Task requirements: From the entries below, copy exactly the lines from the one that contains "x=669, y=405" through the one that contains "pin the building", both included, and only those.

Dataset content:
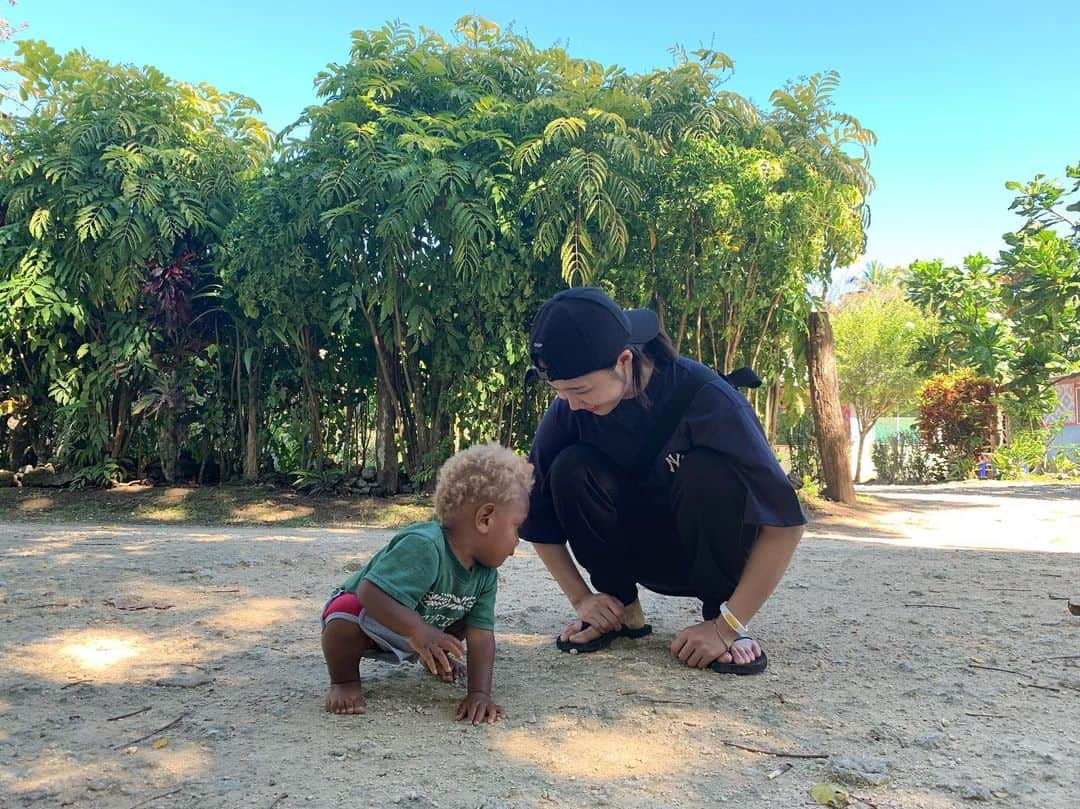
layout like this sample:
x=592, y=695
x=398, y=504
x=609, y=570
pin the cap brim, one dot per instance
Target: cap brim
x=644, y=325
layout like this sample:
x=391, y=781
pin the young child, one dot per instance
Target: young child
x=433, y=584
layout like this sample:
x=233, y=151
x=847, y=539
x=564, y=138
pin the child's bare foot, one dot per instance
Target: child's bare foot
x=345, y=698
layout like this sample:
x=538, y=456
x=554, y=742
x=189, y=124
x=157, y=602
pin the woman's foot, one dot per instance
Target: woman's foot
x=345, y=698
x=742, y=651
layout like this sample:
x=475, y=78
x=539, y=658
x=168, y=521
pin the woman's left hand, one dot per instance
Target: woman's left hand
x=700, y=645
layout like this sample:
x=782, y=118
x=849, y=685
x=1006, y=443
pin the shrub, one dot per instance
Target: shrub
x=957, y=417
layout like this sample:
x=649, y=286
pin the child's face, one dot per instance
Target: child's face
x=501, y=524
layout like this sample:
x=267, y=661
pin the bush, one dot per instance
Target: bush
x=957, y=417
x=802, y=444
x=1025, y=454
x=903, y=458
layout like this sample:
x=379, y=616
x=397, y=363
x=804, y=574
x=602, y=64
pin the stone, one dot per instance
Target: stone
x=930, y=740
x=860, y=770
x=973, y=791
x=185, y=681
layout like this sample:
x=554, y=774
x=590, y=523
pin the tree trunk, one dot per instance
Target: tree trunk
x=386, y=447
x=833, y=442
x=859, y=458
x=252, y=441
x=771, y=412
x=167, y=445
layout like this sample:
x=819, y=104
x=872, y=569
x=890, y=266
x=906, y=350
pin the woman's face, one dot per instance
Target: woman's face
x=601, y=391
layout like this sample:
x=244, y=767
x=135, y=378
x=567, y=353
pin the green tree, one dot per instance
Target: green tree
x=116, y=172
x=876, y=332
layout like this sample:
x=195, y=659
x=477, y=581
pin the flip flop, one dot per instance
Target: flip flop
x=604, y=641
x=755, y=666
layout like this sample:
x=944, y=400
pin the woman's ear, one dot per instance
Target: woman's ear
x=484, y=516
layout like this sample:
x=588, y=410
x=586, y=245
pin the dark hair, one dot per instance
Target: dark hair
x=659, y=351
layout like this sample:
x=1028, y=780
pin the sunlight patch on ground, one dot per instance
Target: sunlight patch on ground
x=565, y=746
x=518, y=638
x=963, y=541
x=59, y=770
x=174, y=496
x=270, y=512
x=256, y=614
x=36, y=503
x=163, y=513
x=99, y=656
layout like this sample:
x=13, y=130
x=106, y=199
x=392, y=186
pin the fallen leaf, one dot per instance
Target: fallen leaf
x=828, y=794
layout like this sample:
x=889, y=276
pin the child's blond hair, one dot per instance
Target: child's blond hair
x=481, y=474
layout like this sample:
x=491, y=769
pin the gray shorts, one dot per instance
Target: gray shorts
x=389, y=645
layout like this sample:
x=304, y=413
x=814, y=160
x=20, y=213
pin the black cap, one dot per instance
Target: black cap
x=581, y=331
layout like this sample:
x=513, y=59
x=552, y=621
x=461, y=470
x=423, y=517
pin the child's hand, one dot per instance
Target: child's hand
x=477, y=708
x=433, y=646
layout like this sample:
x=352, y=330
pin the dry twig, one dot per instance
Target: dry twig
x=779, y=754
x=154, y=732
x=157, y=797
x=995, y=669
x=133, y=713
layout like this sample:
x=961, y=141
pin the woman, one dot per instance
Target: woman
x=658, y=473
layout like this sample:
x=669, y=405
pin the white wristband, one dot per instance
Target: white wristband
x=733, y=622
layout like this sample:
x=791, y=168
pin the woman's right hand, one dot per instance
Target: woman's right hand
x=597, y=609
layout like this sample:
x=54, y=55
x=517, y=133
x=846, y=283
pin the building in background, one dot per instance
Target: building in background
x=1066, y=414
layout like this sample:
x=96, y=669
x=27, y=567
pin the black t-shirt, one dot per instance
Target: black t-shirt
x=718, y=418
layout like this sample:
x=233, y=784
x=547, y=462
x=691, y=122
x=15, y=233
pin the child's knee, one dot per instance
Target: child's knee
x=457, y=629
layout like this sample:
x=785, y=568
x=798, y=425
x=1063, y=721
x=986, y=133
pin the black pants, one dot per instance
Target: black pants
x=688, y=541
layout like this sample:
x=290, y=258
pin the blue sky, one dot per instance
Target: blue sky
x=962, y=95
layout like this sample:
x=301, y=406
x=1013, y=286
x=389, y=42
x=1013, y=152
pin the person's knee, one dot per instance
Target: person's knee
x=578, y=468
x=704, y=475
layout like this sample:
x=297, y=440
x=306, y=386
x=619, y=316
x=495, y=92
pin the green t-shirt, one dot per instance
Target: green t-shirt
x=418, y=569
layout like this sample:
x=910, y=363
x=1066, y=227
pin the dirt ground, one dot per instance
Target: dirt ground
x=177, y=665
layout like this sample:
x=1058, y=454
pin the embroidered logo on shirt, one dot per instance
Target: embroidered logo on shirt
x=448, y=601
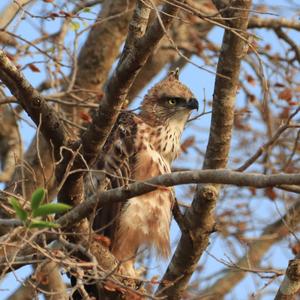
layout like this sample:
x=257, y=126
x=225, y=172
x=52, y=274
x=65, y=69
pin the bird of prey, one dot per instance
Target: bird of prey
x=141, y=146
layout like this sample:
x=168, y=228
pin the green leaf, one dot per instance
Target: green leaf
x=37, y=198
x=42, y=224
x=51, y=208
x=75, y=25
x=20, y=212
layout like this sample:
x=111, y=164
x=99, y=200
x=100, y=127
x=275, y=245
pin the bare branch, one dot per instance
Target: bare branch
x=200, y=215
x=291, y=283
x=32, y=102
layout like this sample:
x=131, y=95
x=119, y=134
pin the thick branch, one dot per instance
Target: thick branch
x=32, y=102
x=200, y=215
x=119, y=84
x=271, y=23
x=257, y=250
x=290, y=285
x=205, y=176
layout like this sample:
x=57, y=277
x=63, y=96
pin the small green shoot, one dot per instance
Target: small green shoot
x=31, y=219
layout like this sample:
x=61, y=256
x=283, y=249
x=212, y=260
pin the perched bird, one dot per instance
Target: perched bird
x=139, y=147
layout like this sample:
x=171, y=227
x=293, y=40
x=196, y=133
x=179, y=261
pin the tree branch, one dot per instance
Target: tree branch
x=33, y=103
x=290, y=285
x=178, y=178
x=256, y=251
x=200, y=214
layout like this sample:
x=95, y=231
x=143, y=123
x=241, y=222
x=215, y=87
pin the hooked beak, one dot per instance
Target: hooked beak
x=192, y=104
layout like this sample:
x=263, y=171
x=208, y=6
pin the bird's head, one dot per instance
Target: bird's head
x=168, y=101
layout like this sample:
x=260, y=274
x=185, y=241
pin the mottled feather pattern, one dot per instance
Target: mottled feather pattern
x=140, y=147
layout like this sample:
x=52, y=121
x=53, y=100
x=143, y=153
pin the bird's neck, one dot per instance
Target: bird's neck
x=166, y=140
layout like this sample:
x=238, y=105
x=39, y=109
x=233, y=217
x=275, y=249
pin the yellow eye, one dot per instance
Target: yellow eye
x=172, y=102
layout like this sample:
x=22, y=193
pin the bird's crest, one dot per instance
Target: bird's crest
x=174, y=74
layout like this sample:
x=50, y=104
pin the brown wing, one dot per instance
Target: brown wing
x=117, y=161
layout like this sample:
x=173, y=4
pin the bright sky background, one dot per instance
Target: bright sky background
x=200, y=82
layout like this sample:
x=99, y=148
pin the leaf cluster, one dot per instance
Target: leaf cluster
x=38, y=210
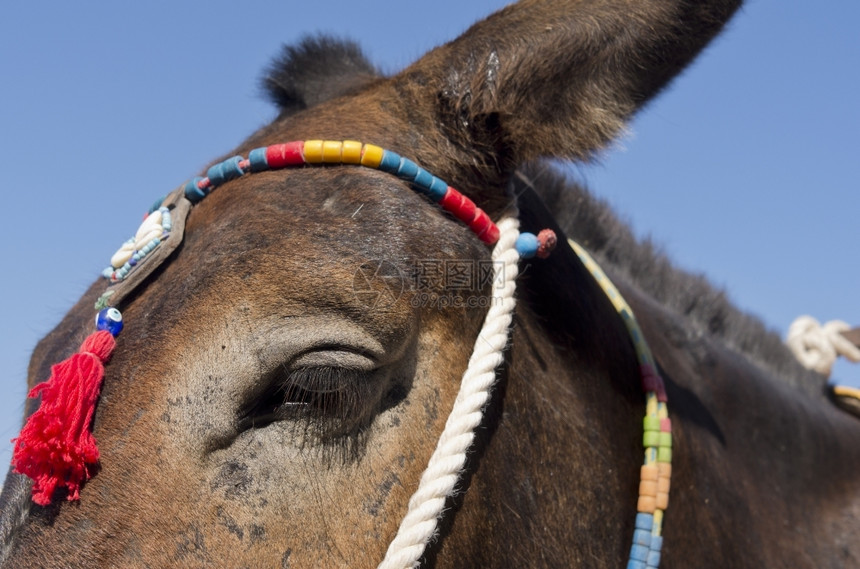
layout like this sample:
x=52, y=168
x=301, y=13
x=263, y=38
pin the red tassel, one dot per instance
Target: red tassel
x=55, y=447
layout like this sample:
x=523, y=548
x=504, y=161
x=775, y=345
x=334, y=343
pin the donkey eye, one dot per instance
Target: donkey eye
x=330, y=397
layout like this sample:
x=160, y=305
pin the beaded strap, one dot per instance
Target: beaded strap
x=656, y=472
x=309, y=152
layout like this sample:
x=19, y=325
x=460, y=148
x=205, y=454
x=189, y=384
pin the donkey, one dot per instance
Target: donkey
x=269, y=405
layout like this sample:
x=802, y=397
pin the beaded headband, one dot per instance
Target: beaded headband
x=55, y=447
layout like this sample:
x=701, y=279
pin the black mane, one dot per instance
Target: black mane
x=314, y=70
x=640, y=263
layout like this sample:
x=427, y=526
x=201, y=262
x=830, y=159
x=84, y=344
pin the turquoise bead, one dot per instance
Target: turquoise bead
x=109, y=319
x=527, y=245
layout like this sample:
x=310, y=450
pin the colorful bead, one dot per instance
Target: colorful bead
x=639, y=553
x=225, y=171
x=407, y=170
x=284, y=155
x=192, y=190
x=390, y=162
x=371, y=155
x=156, y=205
x=548, y=240
x=351, y=153
x=109, y=319
x=331, y=151
x=423, y=180
x=642, y=537
x=644, y=521
x=527, y=245
x=257, y=159
x=651, y=438
x=313, y=151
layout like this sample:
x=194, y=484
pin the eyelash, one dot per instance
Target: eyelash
x=323, y=400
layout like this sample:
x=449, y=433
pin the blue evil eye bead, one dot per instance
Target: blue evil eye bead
x=109, y=319
x=527, y=245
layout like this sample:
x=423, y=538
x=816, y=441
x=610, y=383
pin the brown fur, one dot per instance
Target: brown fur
x=265, y=277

The answer:
x=669, y=405
pin the white wristband, one dot per instance
Target: white wristband
x=733, y=622
layout like this sample:
x=791, y=168
pin the woman's right hand, one dot per instance
Target: woman's right hand
x=597, y=609
layout like this sample:
x=54, y=55
x=517, y=133
x=846, y=283
pin the building in background, one dot per instance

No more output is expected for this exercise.